> **SFIDA 1**:
Nel testo su Hugo Pratt, con quale titolo compare il volume di Laura Scarpa uscito nell'autunno 2012?

> **TESTO FORNITO**:
====

HUGO
PRATT: QUANTO ANCORA C’È DA RASCHIARE?
(e qualche mio
aneddoto,
con un pensiero
alla “grande belga” Anne Frognier)
L’impressione è che il barile
prattiano sia ormai raschiato anche sui lati.
È stato
pubblicato in queste settimane (autunno 2012) un volume intitolato Capitan Cormorant che contiene il solo
episodio, il primo, disegnato da Hugo Pratt: ma non sono stati usati gli
originali perché essi sono stati dispersi fra i collezionisti tanti anni fa.
Se quando si
ripubblicano registrazioni audio si parla delle rimasterizzazioni, sarebbe
corretto anche in caso di fumetti (che non
sono libri tradizionali) spiegare “da dove si parte”.
Mortificante
anche il volume Wheeling pubblicato sempre nel 2012: infatti, il
libro contiene come extra quella serie di tavole intitolate Leggende indiane, unico modo per far
comprare quel volume da chi altrimenti non lo comprerebbe.
Ciò perché
questo Wheeling soffre un formato che
non è di ampio respiro, con anche gli acquerelli d’accompagnamento “impiccati”.
Un rimpianto, un
altro, per il “totemico tomo” edito a Genova da Ivaldi nel 1972: quale che sia
l’edizione che riuscite a reperire ([1]), un
gioiello e basta (tutte le successive edizioni sono pochissima cosa).
Bel volume di
Laura Scarpa, intitolato Hugo Pratt - Le
lezioni perdute, uscito sempre in questo autunno 2012, ma alla fine anch’esso
si dimostra incompleto e molto di parte ([2]).
O meglio: esso
si risolve in una sorta di visione dal buco della serratura, come già in
passato accadde.
Del resto un
venditore di bandes dessinée parigino,
dalle parti della Gare du Nord, mi sibilò che era lui a prestare a Dominique
Petitfaux gli albi poco comuni riprodotti nelle due, fondamentali, opere
dedicate a Pratt da questo autorevole scrittore francese ([3]).
Nel libro della
Scarpa sono riprodotte pagine di grande interesse, ma tutto è ancora (e
sempre?) parziale e paralizzato.
La ragione
principale è nota: sull’opera di Pratt il controllo è massimo, i soci di
controllo ([4]), appunto, della elvetica Società
Anonima Cong non perdonano.

====

> **ESTRATTI DEI DATI**:

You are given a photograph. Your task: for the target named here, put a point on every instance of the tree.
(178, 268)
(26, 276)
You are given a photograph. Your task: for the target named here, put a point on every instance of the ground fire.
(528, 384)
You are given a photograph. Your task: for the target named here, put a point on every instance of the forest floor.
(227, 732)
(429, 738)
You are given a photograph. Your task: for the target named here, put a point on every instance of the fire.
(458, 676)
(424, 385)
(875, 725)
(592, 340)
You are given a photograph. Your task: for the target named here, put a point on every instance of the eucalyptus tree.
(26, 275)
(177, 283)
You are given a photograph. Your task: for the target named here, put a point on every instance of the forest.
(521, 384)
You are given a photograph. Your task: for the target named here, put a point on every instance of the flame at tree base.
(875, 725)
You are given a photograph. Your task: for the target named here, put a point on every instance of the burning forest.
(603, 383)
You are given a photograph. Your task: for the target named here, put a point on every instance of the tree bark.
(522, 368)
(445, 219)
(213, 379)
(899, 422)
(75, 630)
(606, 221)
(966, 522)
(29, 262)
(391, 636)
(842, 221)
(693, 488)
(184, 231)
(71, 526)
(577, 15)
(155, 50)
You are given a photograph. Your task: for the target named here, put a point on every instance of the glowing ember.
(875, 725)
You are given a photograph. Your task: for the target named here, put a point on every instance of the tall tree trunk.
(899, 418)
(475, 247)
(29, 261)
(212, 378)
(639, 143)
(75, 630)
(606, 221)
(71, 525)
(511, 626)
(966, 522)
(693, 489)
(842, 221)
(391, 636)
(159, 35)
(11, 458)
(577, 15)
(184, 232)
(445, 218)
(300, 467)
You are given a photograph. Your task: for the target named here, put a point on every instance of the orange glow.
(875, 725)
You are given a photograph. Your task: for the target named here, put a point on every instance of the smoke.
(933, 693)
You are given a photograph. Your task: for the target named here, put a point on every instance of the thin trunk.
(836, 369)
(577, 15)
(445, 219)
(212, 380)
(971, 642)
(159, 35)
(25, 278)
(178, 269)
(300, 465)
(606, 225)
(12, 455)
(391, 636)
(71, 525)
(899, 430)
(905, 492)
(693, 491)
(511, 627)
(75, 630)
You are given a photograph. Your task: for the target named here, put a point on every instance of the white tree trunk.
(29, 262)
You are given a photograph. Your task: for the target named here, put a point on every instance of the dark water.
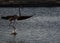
(43, 27)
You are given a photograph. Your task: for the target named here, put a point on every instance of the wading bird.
(13, 18)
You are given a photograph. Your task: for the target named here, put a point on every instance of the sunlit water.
(43, 27)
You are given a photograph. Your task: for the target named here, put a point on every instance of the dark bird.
(15, 17)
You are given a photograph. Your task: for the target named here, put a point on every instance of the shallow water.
(43, 27)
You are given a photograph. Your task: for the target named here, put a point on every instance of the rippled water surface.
(43, 27)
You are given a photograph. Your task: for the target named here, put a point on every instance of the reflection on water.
(43, 27)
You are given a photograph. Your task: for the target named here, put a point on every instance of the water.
(43, 27)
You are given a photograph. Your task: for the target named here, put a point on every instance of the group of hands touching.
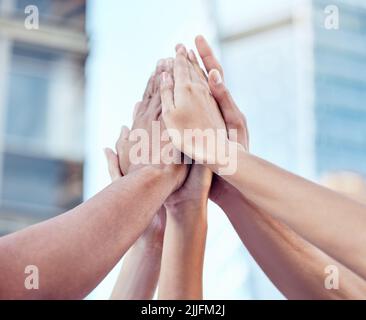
(154, 214)
(181, 95)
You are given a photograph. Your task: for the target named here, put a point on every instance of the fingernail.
(164, 77)
(182, 50)
(125, 132)
(178, 46)
(192, 56)
(216, 77)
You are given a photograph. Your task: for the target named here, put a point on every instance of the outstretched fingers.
(167, 93)
(207, 55)
(233, 117)
(181, 67)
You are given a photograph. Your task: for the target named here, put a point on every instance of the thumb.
(220, 92)
(167, 93)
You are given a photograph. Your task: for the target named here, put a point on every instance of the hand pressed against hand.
(143, 145)
(154, 234)
(190, 109)
(233, 117)
(197, 185)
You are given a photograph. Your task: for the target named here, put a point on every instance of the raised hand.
(145, 145)
(189, 110)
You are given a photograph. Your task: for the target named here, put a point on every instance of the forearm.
(140, 270)
(86, 242)
(139, 273)
(295, 266)
(183, 254)
(330, 221)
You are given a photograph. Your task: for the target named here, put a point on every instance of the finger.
(125, 133)
(207, 55)
(227, 105)
(164, 65)
(193, 73)
(136, 109)
(149, 88)
(181, 68)
(113, 164)
(201, 74)
(167, 93)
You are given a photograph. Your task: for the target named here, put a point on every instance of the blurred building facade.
(301, 83)
(41, 110)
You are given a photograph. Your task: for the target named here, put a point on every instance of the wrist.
(188, 214)
(226, 162)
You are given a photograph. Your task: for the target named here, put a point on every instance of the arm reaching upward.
(140, 271)
(258, 214)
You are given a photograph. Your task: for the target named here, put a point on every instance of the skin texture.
(249, 213)
(185, 235)
(185, 232)
(73, 245)
(140, 271)
(70, 250)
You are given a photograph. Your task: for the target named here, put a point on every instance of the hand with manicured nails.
(188, 104)
(233, 117)
(147, 114)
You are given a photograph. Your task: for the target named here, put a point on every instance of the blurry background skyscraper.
(41, 110)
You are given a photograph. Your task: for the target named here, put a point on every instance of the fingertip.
(125, 132)
(199, 38)
(179, 45)
(166, 80)
(215, 77)
(192, 56)
(182, 51)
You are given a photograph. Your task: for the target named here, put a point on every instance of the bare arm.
(140, 271)
(185, 238)
(333, 222)
(74, 251)
(281, 253)
(255, 178)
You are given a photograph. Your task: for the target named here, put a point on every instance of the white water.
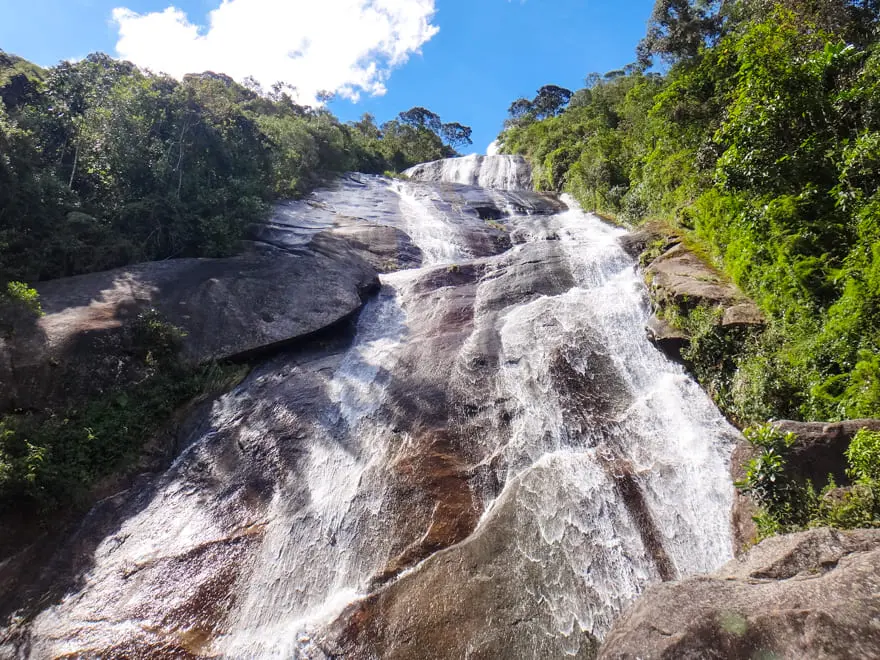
(493, 172)
(329, 522)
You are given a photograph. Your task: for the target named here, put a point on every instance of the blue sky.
(476, 55)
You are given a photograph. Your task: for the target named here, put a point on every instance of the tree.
(419, 117)
(456, 135)
(678, 29)
(550, 101)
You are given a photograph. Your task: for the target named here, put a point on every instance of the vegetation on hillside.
(761, 143)
(788, 504)
(102, 164)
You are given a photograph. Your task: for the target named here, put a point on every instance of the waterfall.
(494, 172)
(496, 464)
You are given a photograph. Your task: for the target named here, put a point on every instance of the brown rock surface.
(228, 308)
(813, 595)
(820, 447)
(666, 337)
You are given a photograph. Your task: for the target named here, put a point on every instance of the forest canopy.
(761, 143)
(103, 164)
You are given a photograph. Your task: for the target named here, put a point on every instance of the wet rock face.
(228, 308)
(494, 465)
(807, 595)
(492, 172)
(680, 281)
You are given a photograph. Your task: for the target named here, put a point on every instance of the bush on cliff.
(762, 144)
(788, 505)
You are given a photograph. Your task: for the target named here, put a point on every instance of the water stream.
(495, 466)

====

> **SFIDA 2**:
Restituisci tutte le righe dell'elenco in cui compare la parola "rock".

> **RISULTATO ATTESO 1**:
Hugo Pratt - Le lezioni perdute

> **RISULTATO ATTESO 2**:
You are given a photograph. Your task: for the target named here, put a point on every instance of the brown rock surface.
You are given a photograph. Your task: for the target named here, put a point on every instance of the wet rock face.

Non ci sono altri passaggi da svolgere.